● **What you need to do**: Rewrite the records from their first line through the line containing "[850,638,874,671]", swapping "speckled plumage" for "mottled plumage" and keeping everything else unchanged.

● **Records for the exercise**:
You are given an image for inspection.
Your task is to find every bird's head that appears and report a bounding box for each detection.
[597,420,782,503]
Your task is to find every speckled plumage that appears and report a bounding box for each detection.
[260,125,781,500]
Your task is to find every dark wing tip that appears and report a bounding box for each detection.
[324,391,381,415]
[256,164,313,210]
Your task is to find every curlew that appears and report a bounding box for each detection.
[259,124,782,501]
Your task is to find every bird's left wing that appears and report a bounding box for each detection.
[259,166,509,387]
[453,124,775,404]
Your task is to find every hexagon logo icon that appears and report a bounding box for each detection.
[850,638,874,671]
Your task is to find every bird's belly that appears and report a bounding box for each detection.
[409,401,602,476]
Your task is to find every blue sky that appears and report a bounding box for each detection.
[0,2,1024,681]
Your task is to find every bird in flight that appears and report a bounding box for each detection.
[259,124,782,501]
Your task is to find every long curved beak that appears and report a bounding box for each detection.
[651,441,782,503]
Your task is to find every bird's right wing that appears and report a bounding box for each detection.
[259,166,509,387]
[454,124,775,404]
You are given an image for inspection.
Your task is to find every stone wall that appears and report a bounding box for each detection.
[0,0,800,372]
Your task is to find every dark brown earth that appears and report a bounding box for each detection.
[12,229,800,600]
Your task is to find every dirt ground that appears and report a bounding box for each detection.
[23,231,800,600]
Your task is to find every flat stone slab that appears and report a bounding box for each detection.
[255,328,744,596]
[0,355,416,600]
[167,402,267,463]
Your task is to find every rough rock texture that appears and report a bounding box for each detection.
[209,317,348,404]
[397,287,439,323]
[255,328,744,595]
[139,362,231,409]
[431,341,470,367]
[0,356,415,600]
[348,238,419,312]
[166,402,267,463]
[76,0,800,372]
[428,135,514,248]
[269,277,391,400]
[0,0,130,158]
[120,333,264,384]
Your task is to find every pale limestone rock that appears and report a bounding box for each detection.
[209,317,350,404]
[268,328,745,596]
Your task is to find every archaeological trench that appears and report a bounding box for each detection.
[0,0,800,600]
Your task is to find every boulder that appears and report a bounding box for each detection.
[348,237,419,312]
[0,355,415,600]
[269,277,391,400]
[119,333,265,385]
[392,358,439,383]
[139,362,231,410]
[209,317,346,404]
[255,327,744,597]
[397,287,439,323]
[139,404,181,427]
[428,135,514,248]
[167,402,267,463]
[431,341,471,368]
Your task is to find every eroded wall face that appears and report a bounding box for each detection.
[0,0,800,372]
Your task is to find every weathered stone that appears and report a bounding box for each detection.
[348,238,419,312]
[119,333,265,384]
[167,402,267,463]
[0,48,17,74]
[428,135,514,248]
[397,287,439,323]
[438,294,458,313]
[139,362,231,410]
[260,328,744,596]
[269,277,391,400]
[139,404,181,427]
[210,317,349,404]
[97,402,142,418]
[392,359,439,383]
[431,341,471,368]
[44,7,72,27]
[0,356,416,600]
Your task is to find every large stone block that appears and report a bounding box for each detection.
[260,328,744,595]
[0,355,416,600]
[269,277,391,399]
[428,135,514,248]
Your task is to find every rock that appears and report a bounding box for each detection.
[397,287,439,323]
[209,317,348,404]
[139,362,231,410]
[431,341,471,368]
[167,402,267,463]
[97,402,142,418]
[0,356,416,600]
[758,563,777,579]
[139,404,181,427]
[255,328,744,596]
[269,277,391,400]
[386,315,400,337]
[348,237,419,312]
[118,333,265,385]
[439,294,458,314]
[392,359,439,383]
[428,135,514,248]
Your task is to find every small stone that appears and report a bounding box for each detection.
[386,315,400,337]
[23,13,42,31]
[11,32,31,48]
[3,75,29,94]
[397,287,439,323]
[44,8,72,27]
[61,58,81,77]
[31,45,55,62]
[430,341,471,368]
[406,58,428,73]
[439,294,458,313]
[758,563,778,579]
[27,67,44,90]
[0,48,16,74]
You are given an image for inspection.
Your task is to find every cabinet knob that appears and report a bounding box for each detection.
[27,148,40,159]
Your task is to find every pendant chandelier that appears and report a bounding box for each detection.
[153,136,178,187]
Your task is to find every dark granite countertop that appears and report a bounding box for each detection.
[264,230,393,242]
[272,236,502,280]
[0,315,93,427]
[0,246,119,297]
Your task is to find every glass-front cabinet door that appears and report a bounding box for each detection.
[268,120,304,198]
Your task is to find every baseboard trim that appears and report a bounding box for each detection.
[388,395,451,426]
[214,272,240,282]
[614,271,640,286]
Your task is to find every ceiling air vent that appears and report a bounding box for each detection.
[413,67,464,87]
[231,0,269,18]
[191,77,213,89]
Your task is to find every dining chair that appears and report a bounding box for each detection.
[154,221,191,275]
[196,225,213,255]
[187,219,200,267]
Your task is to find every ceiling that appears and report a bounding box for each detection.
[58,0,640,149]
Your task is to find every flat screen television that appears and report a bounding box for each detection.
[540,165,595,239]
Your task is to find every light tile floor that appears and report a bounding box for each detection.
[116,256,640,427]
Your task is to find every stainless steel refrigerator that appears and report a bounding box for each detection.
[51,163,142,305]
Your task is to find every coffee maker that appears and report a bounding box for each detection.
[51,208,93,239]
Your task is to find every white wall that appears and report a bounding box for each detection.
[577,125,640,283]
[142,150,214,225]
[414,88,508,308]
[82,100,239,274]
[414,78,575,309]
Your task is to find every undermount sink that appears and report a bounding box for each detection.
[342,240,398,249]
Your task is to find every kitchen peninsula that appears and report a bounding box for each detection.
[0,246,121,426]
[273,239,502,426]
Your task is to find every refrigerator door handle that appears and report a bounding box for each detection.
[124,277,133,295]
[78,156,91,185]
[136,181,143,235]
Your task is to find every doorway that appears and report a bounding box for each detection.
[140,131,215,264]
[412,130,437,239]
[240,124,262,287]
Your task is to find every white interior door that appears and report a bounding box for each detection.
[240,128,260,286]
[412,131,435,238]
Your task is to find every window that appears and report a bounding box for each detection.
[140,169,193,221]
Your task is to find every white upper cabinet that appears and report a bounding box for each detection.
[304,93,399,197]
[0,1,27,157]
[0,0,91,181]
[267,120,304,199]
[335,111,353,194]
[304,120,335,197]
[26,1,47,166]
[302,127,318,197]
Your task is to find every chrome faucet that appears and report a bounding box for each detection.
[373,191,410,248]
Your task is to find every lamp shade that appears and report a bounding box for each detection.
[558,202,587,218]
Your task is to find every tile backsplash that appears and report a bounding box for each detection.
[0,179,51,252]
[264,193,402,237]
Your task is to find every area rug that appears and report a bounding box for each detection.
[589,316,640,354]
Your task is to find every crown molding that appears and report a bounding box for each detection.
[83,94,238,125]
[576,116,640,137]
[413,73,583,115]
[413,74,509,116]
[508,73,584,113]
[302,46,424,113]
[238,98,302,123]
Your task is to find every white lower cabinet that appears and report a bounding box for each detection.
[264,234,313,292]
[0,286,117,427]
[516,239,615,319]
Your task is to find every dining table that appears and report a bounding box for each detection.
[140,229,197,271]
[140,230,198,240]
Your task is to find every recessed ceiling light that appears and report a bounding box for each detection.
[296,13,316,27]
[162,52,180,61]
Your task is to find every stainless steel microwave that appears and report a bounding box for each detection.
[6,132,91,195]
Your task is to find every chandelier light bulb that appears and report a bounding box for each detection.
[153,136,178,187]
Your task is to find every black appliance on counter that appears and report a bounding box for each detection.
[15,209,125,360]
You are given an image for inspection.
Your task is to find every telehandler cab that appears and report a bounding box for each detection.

● **Result**:
You are given an image for inspection.
Your task is to find every bird's head that appears and report a bounding box for each detection.
[597,420,782,503]
Your task is to find every mottled plumage that appears and report a bounding box for each detection.
[260,125,781,500]
Your task is to find every dark wing tip that appears and report a bounding box for each detection.
[324,391,381,415]
[256,164,313,210]
Your task is to find every curlew that appears and report a bounding box for each detection.
[259,124,782,501]
Your task is to find every bird's left wing that appears and report a bounding box for each detection.
[259,166,509,387]
[453,124,775,404]
Your task is to find every hexagon logo icon that appears and report a bounding box for each detection.
[850,638,874,671]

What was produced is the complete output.